Exercise description
Give the listing again character for character, but drop the images.

Supplied records
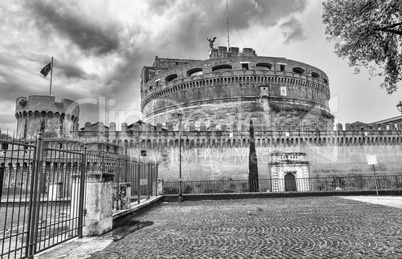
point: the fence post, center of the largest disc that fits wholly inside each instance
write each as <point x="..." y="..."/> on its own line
<point x="34" y="197"/>
<point x="2" y="168"/>
<point x="149" y="179"/>
<point x="118" y="184"/>
<point x="139" y="183"/>
<point x="82" y="193"/>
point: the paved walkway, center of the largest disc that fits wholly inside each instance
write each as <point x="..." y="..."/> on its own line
<point x="391" y="201"/>
<point x="310" y="227"/>
<point x="304" y="227"/>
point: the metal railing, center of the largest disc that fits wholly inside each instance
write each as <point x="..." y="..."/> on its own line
<point x="320" y="184"/>
<point x="42" y="191"/>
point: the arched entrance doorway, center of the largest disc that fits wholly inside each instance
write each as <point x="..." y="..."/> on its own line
<point x="290" y="183"/>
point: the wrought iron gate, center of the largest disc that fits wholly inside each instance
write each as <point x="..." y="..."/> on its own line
<point x="42" y="197"/>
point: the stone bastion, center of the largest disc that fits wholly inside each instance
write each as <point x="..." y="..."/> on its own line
<point x="233" y="88"/>
<point x="42" y="113"/>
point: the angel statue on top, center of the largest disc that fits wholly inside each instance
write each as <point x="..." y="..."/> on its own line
<point x="211" y="42"/>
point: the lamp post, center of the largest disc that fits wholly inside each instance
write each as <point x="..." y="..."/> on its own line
<point x="180" y="117"/>
<point x="399" y="106"/>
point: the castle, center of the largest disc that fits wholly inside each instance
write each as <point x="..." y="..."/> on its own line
<point x="287" y="101"/>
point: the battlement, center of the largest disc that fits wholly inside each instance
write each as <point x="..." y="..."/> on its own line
<point x="47" y="104"/>
<point x="156" y="138"/>
<point x="222" y="52"/>
<point x="41" y="113"/>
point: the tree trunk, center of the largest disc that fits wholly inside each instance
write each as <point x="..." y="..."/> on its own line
<point x="252" y="163"/>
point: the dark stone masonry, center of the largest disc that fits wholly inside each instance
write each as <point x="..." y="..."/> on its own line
<point x="309" y="227"/>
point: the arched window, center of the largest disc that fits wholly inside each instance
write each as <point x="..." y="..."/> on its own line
<point x="194" y="72"/>
<point x="263" y="66"/>
<point x="315" y="75"/>
<point x="298" y="70"/>
<point x="222" y="68"/>
<point x="170" y="78"/>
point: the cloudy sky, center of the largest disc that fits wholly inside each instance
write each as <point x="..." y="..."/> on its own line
<point x="100" y="46"/>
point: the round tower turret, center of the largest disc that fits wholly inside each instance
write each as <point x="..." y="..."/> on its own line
<point x="42" y="113"/>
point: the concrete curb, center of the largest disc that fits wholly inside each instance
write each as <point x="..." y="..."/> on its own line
<point x="249" y="195"/>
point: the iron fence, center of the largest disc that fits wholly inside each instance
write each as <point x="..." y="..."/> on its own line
<point x="321" y="184"/>
<point x="42" y="191"/>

The solution
point: the fence post, center of the largest disc that fits wholly inside each instance
write each as <point x="..." y="..."/> on its own line
<point x="34" y="197"/>
<point x="2" y="168"/>
<point x="149" y="179"/>
<point x="118" y="184"/>
<point x="139" y="183"/>
<point x="82" y="193"/>
point: the paved walkway, center of the largest disc that fits wholly inside each instance
write each as <point x="..." y="..."/> on its own line
<point x="391" y="201"/>
<point x="310" y="227"/>
<point x="304" y="227"/>
point: the metal railing, center of the largest disc that fits wholly inside each instance
write each as <point x="..." y="..."/> on its own line
<point x="320" y="184"/>
<point x="42" y="191"/>
point: the arched entrance doorway, center of the largest disc that fits wholly inside each instance
write each as <point x="..." y="..."/> on its own line
<point x="290" y="183"/>
point: the wrought iron gate, center of the largest disc that fits wholly inside each instance
write each as <point x="..." y="..."/> on its own line
<point x="42" y="197"/>
point: the stone bastion, center of the largest disc that fits wholly inside each instance
write each as <point x="..." y="..."/> on its own line
<point x="233" y="88"/>
<point x="42" y="113"/>
point: the angel statue on top, center of the largest disc that fits wholly inside each instance
write each as <point x="..." y="..."/> on its own line
<point x="211" y="42"/>
point: the lamp post, center of the largest disc that fits wholly inside each instance
write each as <point x="..." y="..."/> on its own line
<point x="180" y="117"/>
<point x="399" y="106"/>
point: the castle, center of the largest disc that fits wholly inside each instance
write each as <point x="..." y="..."/> on its own line
<point x="287" y="101"/>
point: the battlement, center of the largest disc that fits wholly inside each instance
write each as <point x="..." y="..."/> on its own line
<point x="47" y="104"/>
<point x="156" y="138"/>
<point x="222" y="52"/>
<point x="41" y="113"/>
point: the tree trunk, center of the largest disc that fits wholly inside each instance
write each as <point x="..." y="..."/> on its own line
<point x="252" y="163"/>
point: the dark stone masonry, center of the largest disc that fits wholly inside each instance
write each as <point x="..." y="..."/> on its own line
<point x="309" y="227"/>
point: the arched window, center of the largest disc that fits wholly inside each instance
write each as <point x="..." y="..."/> on its own line
<point x="194" y="72"/>
<point x="263" y="66"/>
<point x="315" y="75"/>
<point x="298" y="70"/>
<point x="222" y="68"/>
<point x="170" y="78"/>
point: the cloudy sky, center of the largest disc that fits wholly inside each instance
write each as <point x="..." y="..."/> on its own line
<point x="100" y="46"/>
point: the round tower turret, center of the largest disc that fits wholly inside each instance
write each as <point x="..." y="..."/> on its own line
<point x="42" y="113"/>
point: the concrete curb, center of the largest disc that fits wholly inside each instance
write each as <point x="..." y="..."/> on its own line
<point x="249" y="195"/>
point: the iron fence, center of the largest disc that fits wholly inside each instance
write each as <point x="..." y="..."/> on its own line
<point x="321" y="184"/>
<point x="42" y="191"/>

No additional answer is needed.